▶ [EXERCISE]: From the entries below, gather every line containing the string "older".

▶ [RECORDS PROVIDED]:
- - -

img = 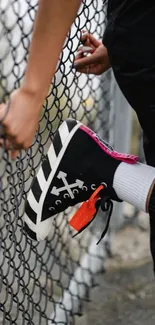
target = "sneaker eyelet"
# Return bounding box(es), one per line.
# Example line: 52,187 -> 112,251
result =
64,193 -> 69,199
49,207 -> 55,211
55,200 -> 62,205
91,184 -> 96,191
73,189 -> 79,195
82,185 -> 88,191
101,182 -> 107,188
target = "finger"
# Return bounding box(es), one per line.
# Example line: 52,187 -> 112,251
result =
0,104 -> 7,122
77,46 -> 93,53
74,54 -> 100,69
0,138 -> 19,161
75,65 -> 97,75
75,51 -> 84,61
81,30 -> 88,35
0,138 -> 5,147
75,47 -> 94,61
4,134 -> 22,150
7,138 -> 21,159
0,133 -> 21,159
87,34 -> 101,47
10,150 -> 19,160
77,46 -> 94,54
81,30 -> 88,40
81,31 -> 91,46
81,36 -> 89,46
7,138 -> 23,151
0,138 -> 10,149
81,31 -> 101,48
0,102 -> 10,123
0,123 -> 7,137
75,67 -> 92,74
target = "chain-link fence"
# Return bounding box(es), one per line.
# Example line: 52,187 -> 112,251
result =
0,1 -> 148,324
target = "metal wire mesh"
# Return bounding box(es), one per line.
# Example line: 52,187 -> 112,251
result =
0,1 -> 115,324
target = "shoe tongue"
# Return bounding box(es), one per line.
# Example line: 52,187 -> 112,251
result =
80,125 -> 139,165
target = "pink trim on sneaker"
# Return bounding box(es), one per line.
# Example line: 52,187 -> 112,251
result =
80,125 -> 139,164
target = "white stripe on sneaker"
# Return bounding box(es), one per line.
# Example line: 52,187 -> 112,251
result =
24,213 -> 55,241
59,121 -> 70,145
37,167 -> 46,192
47,143 -> 57,168
28,190 -> 39,213
36,121 -> 82,226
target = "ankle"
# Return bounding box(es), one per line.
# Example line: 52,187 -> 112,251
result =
113,162 -> 155,212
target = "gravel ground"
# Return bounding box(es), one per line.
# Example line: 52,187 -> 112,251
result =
1,207 -> 154,325
76,261 -> 155,325
76,216 -> 155,325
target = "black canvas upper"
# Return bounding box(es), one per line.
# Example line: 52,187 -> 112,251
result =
41,127 -> 122,222
24,119 -> 138,243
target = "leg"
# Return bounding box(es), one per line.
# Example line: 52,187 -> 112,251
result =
121,81 -> 155,271
24,47 -> 155,272
110,56 -> 155,271
143,135 -> 155,271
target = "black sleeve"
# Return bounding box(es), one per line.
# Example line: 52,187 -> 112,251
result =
102,0 -> 110,46
103,0 -> 111,20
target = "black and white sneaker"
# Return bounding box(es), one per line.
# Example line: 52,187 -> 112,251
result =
24,119 -> 138,241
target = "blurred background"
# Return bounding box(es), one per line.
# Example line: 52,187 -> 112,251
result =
0,1 -> 154,324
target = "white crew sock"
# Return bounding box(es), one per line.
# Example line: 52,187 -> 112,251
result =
113,162 -> 155,212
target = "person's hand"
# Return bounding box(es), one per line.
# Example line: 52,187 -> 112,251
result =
0,87 -> 43,159
74,30 -> 111,75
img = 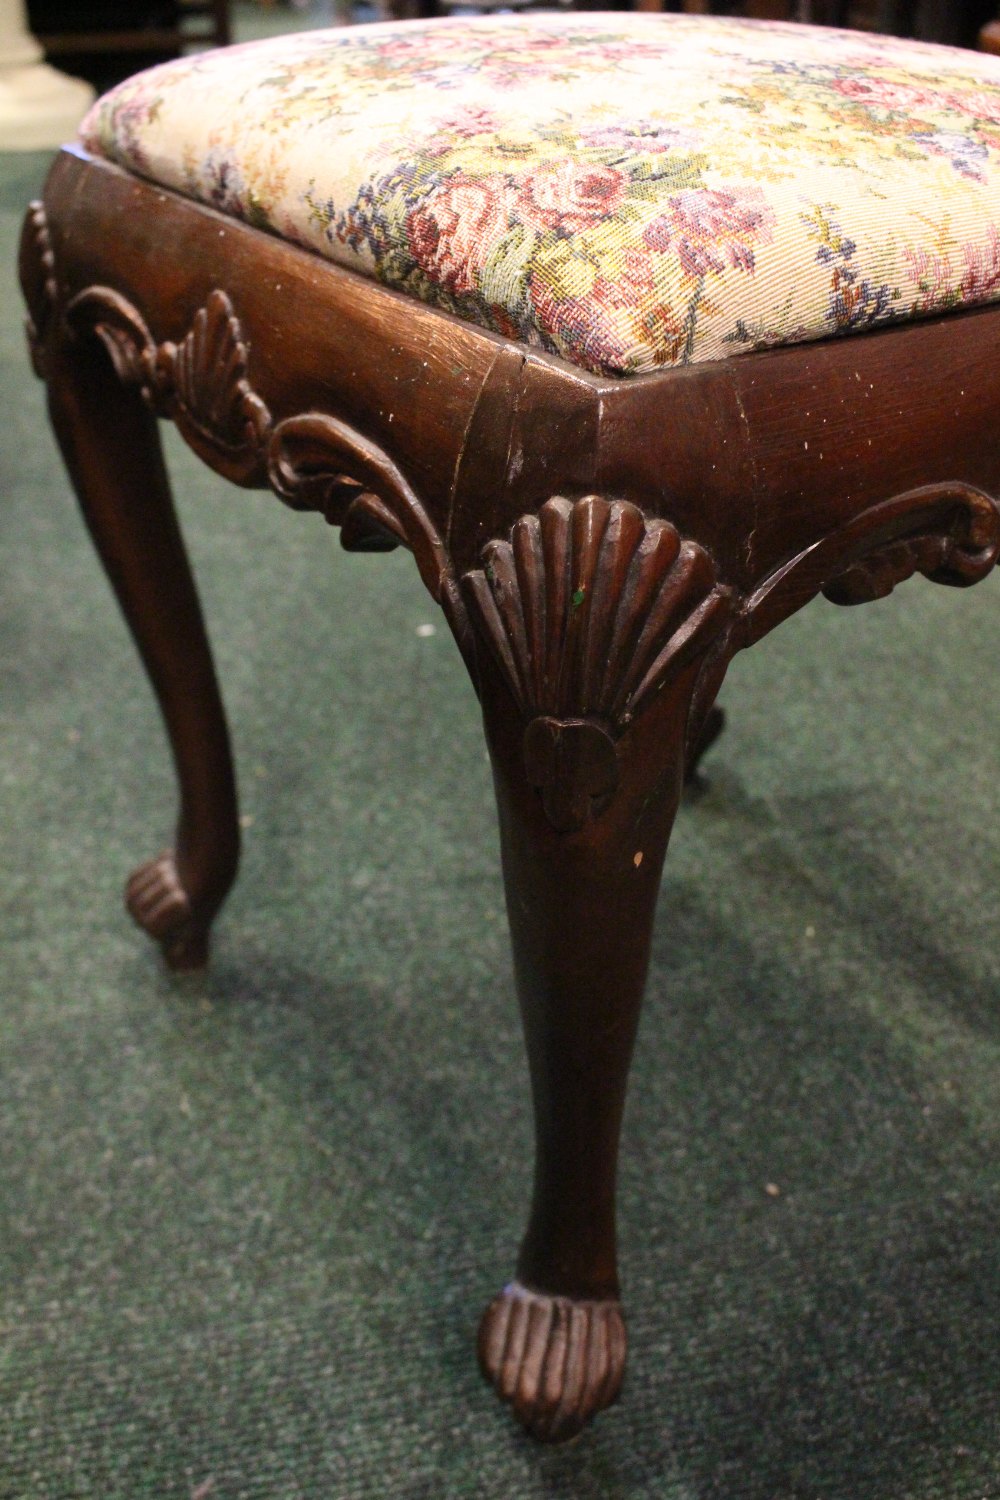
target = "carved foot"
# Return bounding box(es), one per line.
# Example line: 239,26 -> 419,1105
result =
125,850 -> 209,971
478,1282 -> 626,1442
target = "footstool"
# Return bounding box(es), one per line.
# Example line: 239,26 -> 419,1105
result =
21,12 -> 1000,1441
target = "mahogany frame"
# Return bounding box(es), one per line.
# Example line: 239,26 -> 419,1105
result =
21,146 -> 1000,1442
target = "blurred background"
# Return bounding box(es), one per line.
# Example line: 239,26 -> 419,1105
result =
19,0 -> 1000,95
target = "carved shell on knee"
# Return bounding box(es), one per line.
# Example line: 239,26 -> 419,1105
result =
463,495 -> 734,832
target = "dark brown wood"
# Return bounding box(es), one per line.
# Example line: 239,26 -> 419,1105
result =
684,703 -> 725,783
22,196 -> 240,972
476,649 -> 710,1437
21,146 -> 1000,1441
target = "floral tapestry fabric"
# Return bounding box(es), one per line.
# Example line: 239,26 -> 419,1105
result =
80,14 -> 1000,377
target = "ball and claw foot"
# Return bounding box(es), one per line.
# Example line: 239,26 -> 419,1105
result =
478,1281 -> 627,1442
125,849 -> 210,971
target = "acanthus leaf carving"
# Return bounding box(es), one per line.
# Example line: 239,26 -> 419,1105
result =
267,411 -> 474,669
265,410 -> 376,524
19,202 -> 59,378
462,495 -> 735,833
36,262 -> 471,659
743,481 -> 1000,643
820,482 -> 1000,605
64,285 -> 156,389
59,285 -> 270,485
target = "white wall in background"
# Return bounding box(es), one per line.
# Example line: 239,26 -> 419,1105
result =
0,0 -> 94,151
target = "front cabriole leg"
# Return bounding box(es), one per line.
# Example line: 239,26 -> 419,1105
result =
464,495 -> 735,1440
467,476 -> 1000,1443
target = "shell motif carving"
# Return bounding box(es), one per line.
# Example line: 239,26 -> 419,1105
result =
154,290 -> 272,484
30,264 -> 470,654
19,202 -> 58,378
463,495 -> 734,833
59,286 -> 272,485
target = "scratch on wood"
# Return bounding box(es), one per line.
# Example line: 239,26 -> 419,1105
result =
731,375 -> 759,572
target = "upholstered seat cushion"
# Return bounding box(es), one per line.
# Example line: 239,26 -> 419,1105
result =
81,14 -> 1000,377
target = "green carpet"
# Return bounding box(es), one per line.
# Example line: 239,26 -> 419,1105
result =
2,140 -> 999,1499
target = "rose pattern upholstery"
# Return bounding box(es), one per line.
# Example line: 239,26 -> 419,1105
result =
81,14 -> 1000,376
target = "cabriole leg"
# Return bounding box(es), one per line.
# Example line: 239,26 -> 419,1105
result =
45,336 -> 239,970
476,659 -> 702,1441
462,492 -> 734,1440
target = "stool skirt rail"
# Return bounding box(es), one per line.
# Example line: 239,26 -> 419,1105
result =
21,128 -> 1000,1439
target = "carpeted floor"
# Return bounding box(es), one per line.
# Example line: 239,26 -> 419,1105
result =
2,28 -> 1000,1500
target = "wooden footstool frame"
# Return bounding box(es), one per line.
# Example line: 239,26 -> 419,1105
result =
21,145 -> 1000,1441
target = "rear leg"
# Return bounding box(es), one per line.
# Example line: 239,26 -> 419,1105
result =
45,334 -> 240,969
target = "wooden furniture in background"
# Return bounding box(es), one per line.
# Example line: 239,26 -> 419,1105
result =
680,1 -> 796,16
677,0 -> 996,41
27,0 -> 228,89
893,0 -> 999,46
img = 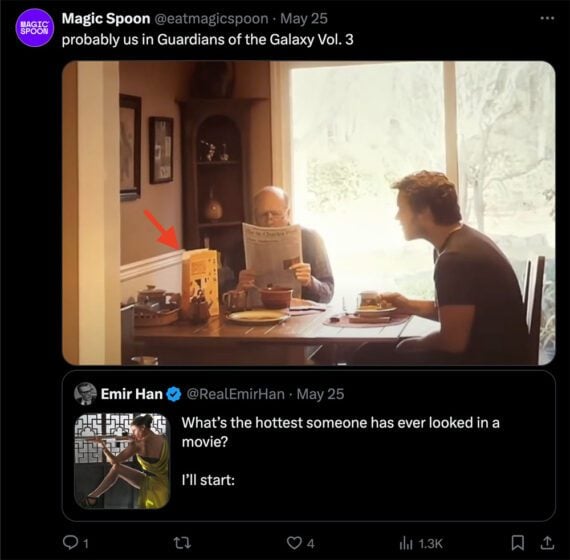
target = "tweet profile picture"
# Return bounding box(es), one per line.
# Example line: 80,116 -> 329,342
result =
74,413 -> 170,509
74,382 -> 97,406
15,9 -> 54,47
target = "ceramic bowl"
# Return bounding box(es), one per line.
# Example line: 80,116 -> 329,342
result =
259,286 -> 293,309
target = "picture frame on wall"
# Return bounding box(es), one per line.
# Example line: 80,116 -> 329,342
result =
149,117 -> 174,184
119,94 -> 141,201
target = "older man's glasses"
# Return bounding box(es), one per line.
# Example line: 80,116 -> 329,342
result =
256,210 -> 287,221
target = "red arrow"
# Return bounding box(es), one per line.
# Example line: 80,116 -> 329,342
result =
144,209 -> 180,250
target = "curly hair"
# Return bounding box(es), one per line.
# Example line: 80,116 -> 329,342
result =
392,171 -> 462,225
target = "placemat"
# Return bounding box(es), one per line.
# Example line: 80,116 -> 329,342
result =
323,314 -> 410,328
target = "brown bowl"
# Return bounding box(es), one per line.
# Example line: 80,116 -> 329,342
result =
259,286 -> 293,309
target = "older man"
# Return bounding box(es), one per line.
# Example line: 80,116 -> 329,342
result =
355,171 -> 529,365
227,186 -> 334,303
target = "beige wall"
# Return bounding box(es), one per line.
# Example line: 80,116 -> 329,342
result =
120,61 -> 273,264
120,61 -> 193,264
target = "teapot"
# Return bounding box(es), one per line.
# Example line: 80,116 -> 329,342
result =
137,285 -> 167,309
137,285 -> 180,311
137,284 -> 166,306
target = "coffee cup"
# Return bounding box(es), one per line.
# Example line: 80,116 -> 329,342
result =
222,289 -> 248,312
358,291 -> 380,308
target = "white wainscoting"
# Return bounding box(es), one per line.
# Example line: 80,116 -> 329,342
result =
120,250 -> 184,303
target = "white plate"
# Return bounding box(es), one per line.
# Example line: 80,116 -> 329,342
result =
227,310 -> 290,325
356,307 -> 397,318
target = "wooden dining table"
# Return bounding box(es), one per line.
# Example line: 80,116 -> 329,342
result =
133,307 -> 439,366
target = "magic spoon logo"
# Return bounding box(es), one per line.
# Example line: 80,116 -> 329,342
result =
15,8 -> 55,47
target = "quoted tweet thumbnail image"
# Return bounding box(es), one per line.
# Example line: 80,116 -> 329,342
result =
74,411 -> 170,510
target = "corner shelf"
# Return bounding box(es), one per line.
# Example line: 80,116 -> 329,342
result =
180,99 -> 256,255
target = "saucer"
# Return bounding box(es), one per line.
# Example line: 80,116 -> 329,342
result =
356,306 -> 397,318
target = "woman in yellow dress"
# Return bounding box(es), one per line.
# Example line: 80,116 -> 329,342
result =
81,414 -> 169,509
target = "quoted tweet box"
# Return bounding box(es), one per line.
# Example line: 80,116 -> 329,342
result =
63,370 -> 555,522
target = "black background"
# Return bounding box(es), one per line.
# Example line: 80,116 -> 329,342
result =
1,1 -> 569,558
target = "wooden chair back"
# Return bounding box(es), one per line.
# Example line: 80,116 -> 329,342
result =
523,256 -> 546,365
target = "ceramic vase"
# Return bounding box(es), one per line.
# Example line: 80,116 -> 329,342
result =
204,187 -> 223,222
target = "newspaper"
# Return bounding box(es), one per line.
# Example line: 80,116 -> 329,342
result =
242,223 -> 303,299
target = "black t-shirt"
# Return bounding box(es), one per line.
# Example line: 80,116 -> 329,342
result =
434,225 -> 529,364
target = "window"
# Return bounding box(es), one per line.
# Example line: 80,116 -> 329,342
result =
74,413 -> 168,463
275,61 -> 555,362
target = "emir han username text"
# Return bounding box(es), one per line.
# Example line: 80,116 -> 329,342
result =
186,387 -> 345,402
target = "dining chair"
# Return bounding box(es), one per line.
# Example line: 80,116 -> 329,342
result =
523,255 -> 546,365
522,259 -> 532,313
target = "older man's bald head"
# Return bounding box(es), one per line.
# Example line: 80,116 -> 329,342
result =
254,186 -> 289,206
254,186 -> 290,226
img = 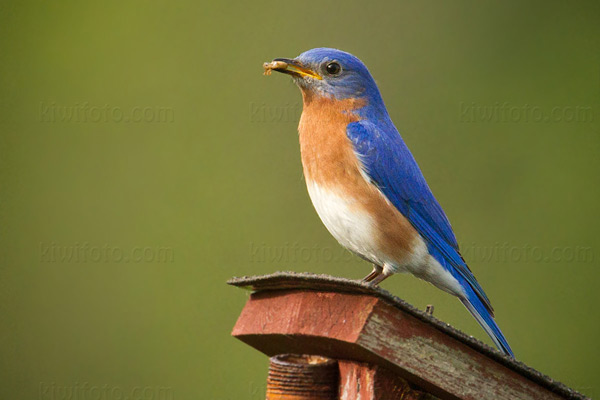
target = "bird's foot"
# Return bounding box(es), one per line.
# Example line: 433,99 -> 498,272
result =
362,265 -> 382,283
369,271 -> 392,286
425,305 -> 434,316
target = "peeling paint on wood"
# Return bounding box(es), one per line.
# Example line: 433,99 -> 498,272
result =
338,360 -> 440,400
230,273 -> 589,400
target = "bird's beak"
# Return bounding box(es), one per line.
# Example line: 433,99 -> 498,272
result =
263,58 -> 322,80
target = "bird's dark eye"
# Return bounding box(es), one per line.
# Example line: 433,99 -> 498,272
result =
325,62 -> 342,75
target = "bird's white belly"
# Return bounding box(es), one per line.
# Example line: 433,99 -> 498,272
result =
305,181 -> 384,265
305,181 -> 464,295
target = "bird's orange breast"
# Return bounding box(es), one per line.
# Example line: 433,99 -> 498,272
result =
297,90 -> 420,265
298,91 -> 364,185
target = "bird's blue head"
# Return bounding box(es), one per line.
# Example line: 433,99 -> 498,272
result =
265,48 -> 386,114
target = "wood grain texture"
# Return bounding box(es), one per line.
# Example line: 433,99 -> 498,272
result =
231,280 -> 585,400
229,272 -> 588,400
338,360 -> 440,400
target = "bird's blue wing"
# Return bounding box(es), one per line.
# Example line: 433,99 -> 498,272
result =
347,120 -> 493,312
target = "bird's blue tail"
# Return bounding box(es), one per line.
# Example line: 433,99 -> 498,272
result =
426,244 -> 514,356
460,284 -> 514,357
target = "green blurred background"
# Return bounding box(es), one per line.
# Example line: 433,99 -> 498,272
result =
1,0 -> 599,398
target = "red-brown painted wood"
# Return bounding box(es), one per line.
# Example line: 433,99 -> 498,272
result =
338,360 -> 436,400
232,289 -> 566,400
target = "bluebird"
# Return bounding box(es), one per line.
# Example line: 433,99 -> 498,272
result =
263,48 -> 513,357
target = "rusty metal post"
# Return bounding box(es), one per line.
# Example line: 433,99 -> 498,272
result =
266,354 -> 338,400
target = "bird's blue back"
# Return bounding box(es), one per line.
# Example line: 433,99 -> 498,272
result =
347,114 -> 513,356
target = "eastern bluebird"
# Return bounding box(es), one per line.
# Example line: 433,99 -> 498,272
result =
263,48 -> 513,357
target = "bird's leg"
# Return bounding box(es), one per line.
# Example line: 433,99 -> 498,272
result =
362,264 -> 382,283
369,270 -> 393,286
425,305 -> 435,315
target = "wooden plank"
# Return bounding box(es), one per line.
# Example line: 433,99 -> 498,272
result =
359,299 -> 562,400
229,273 -> 588,400
232,289 -> 572,400
338,360 -> 440,400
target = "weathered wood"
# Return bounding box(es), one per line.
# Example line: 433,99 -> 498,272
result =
338,360 -> 439,400
230,273 -> 588,400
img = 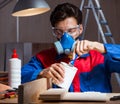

- - -

▶ [ANSWER AREA]:
target = "older man's glasses"
target = "older man"
target = "older man's bald head"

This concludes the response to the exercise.